• **Provided data**
···

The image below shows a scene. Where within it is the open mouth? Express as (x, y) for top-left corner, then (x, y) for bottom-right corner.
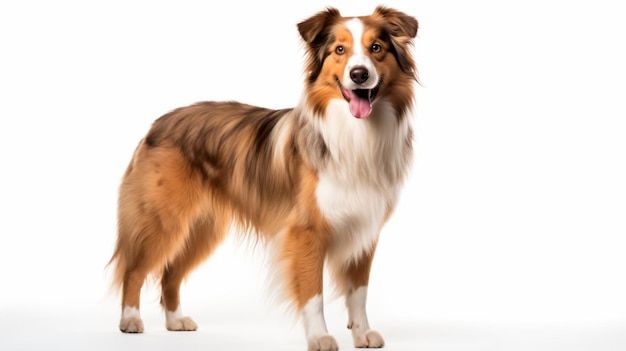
(335, 76), (383, 118)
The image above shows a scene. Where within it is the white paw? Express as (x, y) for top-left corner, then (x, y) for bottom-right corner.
(165, 317), (198, 331)
(120, 316), (143, 333)
(309, 335), (339, 351)
(354, 330), (385, 348)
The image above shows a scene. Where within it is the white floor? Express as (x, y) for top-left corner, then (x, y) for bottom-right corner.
(0, 306), (626, 351)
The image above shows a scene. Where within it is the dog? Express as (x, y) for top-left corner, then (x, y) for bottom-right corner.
(109, 6), (418, 351)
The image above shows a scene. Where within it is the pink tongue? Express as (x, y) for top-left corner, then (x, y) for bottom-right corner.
(350, 91), (372, 118)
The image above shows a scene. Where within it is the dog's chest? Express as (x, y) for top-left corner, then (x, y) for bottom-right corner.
(316, 100), (406, 262)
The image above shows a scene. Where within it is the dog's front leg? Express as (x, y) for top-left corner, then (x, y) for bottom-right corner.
(344, 249), (385, 348)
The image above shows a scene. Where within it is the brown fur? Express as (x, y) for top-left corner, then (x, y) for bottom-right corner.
(110, 7), (417, 350)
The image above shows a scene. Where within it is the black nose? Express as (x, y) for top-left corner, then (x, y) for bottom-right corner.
(350, 66), (370, 84)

···

• **What this task involves**
Render the stretch of the rows above that opens with the line containing "is the pink" and closes with the line containing "(344, 249), (385, 348)", both ends included, as a Markdown table. Use two columns, Number for each line's position and Line for its text, and leave out blank lines.

• **Expected answer**
| Number | Line |
|---|---|
| 1 | The image above shows a scene. Where within it is the pink tongue? Express as (x, y) for top-left corner, then (x, y) for bottom-right corner. |
| 2 | (350, 91), (372, 118) |
| 3 | The image above shows a scene. Where within it is the dog's chest? Express as (x, y) for top-left corner, then (x, y) for bottom-right corner. |
| 4 | (316, 100), (406, 262) |
| 5 | The image above shows a scene. Where within it is the dog's front leg? Express as (x, y) for top-left corner, then (x, y) for bottom-right corner. |
| 6 | (344, 249), (385, 348) |